▸ **GIVEN PASSAGE**

▬▬▬▬▬▬

NYC Launch Should Raise C-PACE Awareness
Once New York comes online, awareness of the program could increase.
Commercial Property Assessed Clean Energy (C-PACE) loans have come to New York City, giving property owners another tool to boost struggling properties.
Chair of Akerman’s Real Estate Finance practice, Randy Eckers, thinks the program’s arrival in the nation’s largest city will help boost its profile.
“I think just people are just becoming a little bit more aware of it,” Eckers says. “They should be much more aware of it, but New York City is coming online. Once New York City comes online, I imagine that the awareness of the program will increase across the country. At least, I hope it will.”
Generally, these 20- to 30-year fixed-rate C-PACE loans offer interest rates in the 5% to 6% range, usually lower than private equity rescue capital. Additionally, they don’t require personal guarantees. It gets put on the tax rolls of the property.
“It is an excellent product and a really good nontraditional financing option,” Eckers says. “It’s in 38 States at this point. It’s a bit of a head-scratcher as to why it’s not more frequently used.”
Eckers says the most significant challenge with C-PACE loans is borrowers’ lack of understanding, familiarity and comfort level in the marketplace.
“The commercial real estate space needs to become more aware of this tool,” Eckers says.” I just think it would be very helpful for a lot of projects.”
However, two trends, recovery from the pandemic and the environmental, social and corporate governance (ESG) movement, could drive more adoption, according to Eckers.

▬▬▬▬▬▬

▸ **RECORDED INFORMATION**
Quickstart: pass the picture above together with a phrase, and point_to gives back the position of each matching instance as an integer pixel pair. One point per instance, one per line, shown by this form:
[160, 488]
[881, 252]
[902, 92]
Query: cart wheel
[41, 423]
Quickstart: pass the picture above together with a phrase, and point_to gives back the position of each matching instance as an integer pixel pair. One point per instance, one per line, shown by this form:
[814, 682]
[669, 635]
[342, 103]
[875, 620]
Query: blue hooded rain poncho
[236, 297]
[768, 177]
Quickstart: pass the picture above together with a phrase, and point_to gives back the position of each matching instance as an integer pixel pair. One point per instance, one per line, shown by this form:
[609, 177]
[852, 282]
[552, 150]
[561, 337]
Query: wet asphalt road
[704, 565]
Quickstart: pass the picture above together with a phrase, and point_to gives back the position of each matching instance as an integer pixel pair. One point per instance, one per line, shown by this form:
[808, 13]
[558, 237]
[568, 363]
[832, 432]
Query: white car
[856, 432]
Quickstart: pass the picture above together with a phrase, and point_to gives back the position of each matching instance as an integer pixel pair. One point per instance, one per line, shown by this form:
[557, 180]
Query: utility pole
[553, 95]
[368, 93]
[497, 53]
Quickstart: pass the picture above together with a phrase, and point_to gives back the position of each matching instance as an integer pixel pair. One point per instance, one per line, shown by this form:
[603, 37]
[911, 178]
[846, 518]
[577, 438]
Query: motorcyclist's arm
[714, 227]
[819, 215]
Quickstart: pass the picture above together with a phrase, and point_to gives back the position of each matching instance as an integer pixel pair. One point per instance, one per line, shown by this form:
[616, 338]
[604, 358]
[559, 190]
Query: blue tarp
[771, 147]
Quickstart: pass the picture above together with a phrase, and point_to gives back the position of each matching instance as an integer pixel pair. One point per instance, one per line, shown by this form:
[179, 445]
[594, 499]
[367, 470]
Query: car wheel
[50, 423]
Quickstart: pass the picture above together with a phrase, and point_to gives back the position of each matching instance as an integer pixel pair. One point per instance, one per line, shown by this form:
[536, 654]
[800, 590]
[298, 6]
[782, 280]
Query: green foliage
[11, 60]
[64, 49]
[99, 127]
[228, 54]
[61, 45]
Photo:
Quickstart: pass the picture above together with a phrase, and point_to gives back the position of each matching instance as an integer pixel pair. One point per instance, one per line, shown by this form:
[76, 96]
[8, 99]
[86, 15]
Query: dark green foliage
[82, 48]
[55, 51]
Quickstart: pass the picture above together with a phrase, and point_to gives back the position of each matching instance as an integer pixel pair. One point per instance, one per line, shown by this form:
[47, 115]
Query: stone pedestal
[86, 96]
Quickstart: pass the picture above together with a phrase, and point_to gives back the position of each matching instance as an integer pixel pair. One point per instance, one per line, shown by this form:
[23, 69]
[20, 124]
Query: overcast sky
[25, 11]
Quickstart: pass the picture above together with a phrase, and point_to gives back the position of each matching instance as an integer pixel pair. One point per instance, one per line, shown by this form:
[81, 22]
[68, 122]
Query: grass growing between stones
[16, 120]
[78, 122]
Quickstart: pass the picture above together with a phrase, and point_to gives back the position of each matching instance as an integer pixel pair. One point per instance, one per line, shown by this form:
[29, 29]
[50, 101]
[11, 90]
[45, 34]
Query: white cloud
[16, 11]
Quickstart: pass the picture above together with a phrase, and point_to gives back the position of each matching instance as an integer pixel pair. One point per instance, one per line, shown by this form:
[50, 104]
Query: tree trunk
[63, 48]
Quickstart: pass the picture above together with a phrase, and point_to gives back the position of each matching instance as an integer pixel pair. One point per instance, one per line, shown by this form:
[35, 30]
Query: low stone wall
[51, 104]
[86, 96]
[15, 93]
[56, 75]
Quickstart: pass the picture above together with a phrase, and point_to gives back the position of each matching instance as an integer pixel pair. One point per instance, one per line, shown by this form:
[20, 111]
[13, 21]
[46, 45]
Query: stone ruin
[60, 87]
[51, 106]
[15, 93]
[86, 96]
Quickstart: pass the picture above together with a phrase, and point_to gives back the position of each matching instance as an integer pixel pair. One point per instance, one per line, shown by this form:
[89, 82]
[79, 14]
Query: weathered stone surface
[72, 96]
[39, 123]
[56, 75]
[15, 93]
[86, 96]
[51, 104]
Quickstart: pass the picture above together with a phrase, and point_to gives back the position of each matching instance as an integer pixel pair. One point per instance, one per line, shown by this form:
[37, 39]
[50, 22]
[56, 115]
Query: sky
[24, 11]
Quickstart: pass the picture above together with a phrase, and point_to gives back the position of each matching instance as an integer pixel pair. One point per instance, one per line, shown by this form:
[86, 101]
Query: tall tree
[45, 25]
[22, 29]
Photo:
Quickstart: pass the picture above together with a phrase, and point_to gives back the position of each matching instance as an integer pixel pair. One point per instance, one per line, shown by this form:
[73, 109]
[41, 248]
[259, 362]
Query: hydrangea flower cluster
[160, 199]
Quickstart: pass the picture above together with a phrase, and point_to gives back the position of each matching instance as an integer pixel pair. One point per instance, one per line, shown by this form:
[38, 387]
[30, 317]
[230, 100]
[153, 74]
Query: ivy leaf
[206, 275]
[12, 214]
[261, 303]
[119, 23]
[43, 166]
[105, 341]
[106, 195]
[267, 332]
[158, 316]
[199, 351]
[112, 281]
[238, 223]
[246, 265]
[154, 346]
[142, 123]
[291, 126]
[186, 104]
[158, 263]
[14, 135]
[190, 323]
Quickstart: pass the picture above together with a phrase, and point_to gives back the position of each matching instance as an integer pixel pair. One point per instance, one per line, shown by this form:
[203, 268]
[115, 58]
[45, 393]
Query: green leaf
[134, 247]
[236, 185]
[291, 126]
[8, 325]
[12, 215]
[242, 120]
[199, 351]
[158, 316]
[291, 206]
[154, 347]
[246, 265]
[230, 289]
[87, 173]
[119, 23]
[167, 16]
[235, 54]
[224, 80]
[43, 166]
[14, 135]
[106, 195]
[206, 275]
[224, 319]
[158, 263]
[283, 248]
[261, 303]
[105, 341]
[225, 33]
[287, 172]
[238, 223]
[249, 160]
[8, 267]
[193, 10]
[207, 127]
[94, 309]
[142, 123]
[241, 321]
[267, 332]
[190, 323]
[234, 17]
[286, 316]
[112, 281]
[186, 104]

▬▬▬▬▬▬

▸ **TASK DIRECTIONS**
From the C-PACE article above, copy word for word the part that begins at the words "NYC Launch Should" and stops after the words "boost its profile.".

▸ **EXERCISE ANSWER**
NYC Launch Should Raise C-PACE Awareness
Once New York comes online, awareness of the program could increase.
Commercial Property Assessed Clean Energy (C-PACE) loans have come to New York City, giving property owners another tool to boost struggling properties.
Chair of Akerman’s Real Estate Finance practice, Randy Eckers, thinks the program’s arrival in the nation’s largest city will help boost its profile.